» **Written problem**
Retype every item below, keeping each line unchanged.

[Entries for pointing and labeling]
────────────────────
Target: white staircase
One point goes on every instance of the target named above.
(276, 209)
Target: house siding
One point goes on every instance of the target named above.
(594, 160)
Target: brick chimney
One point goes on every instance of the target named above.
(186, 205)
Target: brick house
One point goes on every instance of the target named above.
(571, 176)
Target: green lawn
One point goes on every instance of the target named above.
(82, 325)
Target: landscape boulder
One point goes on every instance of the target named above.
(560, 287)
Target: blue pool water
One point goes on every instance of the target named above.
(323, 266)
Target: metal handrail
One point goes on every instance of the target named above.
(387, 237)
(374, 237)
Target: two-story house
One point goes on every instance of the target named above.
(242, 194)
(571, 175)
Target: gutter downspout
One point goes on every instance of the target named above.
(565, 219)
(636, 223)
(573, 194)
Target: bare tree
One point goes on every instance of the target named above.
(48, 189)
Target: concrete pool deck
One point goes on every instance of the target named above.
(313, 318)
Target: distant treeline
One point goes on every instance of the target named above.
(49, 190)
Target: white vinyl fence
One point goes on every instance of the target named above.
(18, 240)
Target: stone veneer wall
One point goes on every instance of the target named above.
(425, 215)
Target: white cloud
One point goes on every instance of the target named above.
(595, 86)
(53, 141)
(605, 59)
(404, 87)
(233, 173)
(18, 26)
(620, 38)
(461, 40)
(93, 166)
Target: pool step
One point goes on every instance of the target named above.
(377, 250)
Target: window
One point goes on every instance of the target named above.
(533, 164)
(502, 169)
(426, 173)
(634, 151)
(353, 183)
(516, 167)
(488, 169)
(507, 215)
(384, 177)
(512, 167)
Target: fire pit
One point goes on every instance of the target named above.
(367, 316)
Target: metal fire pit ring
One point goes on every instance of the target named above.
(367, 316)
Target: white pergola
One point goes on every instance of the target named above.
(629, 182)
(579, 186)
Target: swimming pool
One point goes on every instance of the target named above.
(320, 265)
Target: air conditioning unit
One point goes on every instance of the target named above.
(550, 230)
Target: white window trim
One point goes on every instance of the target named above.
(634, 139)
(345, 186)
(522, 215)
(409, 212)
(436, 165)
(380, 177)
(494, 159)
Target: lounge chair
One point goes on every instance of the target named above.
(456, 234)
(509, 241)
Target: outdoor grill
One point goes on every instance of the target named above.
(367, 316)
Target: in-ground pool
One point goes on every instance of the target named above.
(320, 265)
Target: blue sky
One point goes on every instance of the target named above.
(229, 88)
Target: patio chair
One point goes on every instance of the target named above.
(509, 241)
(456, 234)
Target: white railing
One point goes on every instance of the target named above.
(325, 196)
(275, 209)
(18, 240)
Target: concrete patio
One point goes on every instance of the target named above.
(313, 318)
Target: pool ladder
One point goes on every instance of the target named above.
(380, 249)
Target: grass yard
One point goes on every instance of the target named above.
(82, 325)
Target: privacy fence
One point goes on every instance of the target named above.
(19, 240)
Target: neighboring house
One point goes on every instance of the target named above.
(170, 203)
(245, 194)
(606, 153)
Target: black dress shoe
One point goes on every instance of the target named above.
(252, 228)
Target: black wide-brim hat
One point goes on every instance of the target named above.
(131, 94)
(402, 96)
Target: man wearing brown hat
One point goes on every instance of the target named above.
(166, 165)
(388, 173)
────────────────────
» **Completed exercise**
Target: white staircase
One point goes on every instance of the target named above.
(276, 209)
Target: house siding
One point goes on every instance of the target named above.
(594, 160)
Target: brick chimney
One point goes on every instance of the target named above.
(186, 205)
Target: brick house
One point goes on every instance of the target named above.
(571, 176)
Target: green lawn
One point goes on every instance of the target named above.
(82, 325)
Target: landscape boulder
One point goes on every instance of the target named above.
(560, 287)
Target: blue pool water
One point goes on every instance of the target named above.
(323, 266)
Target: metal handrail
One point goes on every instance of the target named above.
(387, 237)
(374, 237)
Target: two-story house
One point goes on every instance of the target named above.
(242, 194)
(571, 175)
Target: gutter downspout
One point goes on every instance of the target named above.
(565, 219)
(636, 223)
(573, 194)
Target: bare tree
One point goes on every instance of the target named above.
(48, 189)
Target: concrete pool deck
One point goes on every instance of the target named above.
(313, 318)
Target: distant treeline
One point goes on every instance of the target named above.
(49, 190)
Target: white vinyl fence
One point goes on every instance of the target named above.
(18, 240)
Target: stone veneer wall
One point goes on every instance of the target named above.
(425, 215)
Target: white cloud
One point goes on every instance of the target named above.
(595, 86)
(53, 141)
(605, 59)
(404, 87)
(233, 173)
(18, 26)
(620, 38)
(461, 40)
(93, 166)
Target: pool step
One point goes on every instance of the target named above.
(377, 250)
Target: window
One point goes on every instance of the target named above.
(533, 164)
(502, 169)
(426, 173)
(634, 151)
(353, 183)
(516, 167)
(488, 169)
(507, 215)
(384, 177)
(512, 167)
Target: fire pit
One point goes on every instance of the target named above.
(367, 316)
Target: metal fire pit ring
One point goes on every instance of the target named above.
(367, 316)
Target: white pergola
One point goes on every instance of the target named above.
(629, 182)
(579, 186)
Target: swimming pool
One point goes on every instance of the target named above.
(320, 265)
Target: air conditioning unit
One point goes on every instance of the target named above.
(550, 230)
Target: white window trim
One point goes on every instance of the target named above.
(634, 139)
(345, 186)
(522, 215)
(409, 212)
(436, 165)
(380, 177)
(494, 159)
Target: lounge chair
One point goes on every instance of the target named above.
(456, 234)
(509, 241)
Target: outdoor grill
One point goes on every instance of the target named above.
(367, 316)
Target: in-ground pool
One point goes on every instance of the target named above.
(320, 265)
Target: blue sky
One point goes on every instance of the target named above.
(229, 88)
Target: patio chair
One point goes on every instance of the target named above.
(509, 241)
(456, 234)
Target: white railing
One point goes on every instance of the target named above.
(325, 196)
(275, 209)
(18, 240)
Target: concrete patio
One point goes on every instance of the target named above.
(313, 318)
Target: pool ladder
One point goes on every instance of the target named above.
(380, 249)
Target: grass yard
One point goes on every instance of the target named above.
(82, 325)
Target: privacy fence
One point goes on every instance of the target named above.
(19, 240)
Target: neighboring house
One point goes on every instance of the target named above.
(170, 203)
(245, 194)
(606, 153)
Target: black dress shoe
One point goes on every instance of the target named above.
(252, 228)
Target: black wide-brim hat
One point goes on every instance of the target named above.
(131, 94)
(402, 96)
Target: man wearing brown hat
One point goes on every instance of the target named above.
(166, 165)
(388, 173)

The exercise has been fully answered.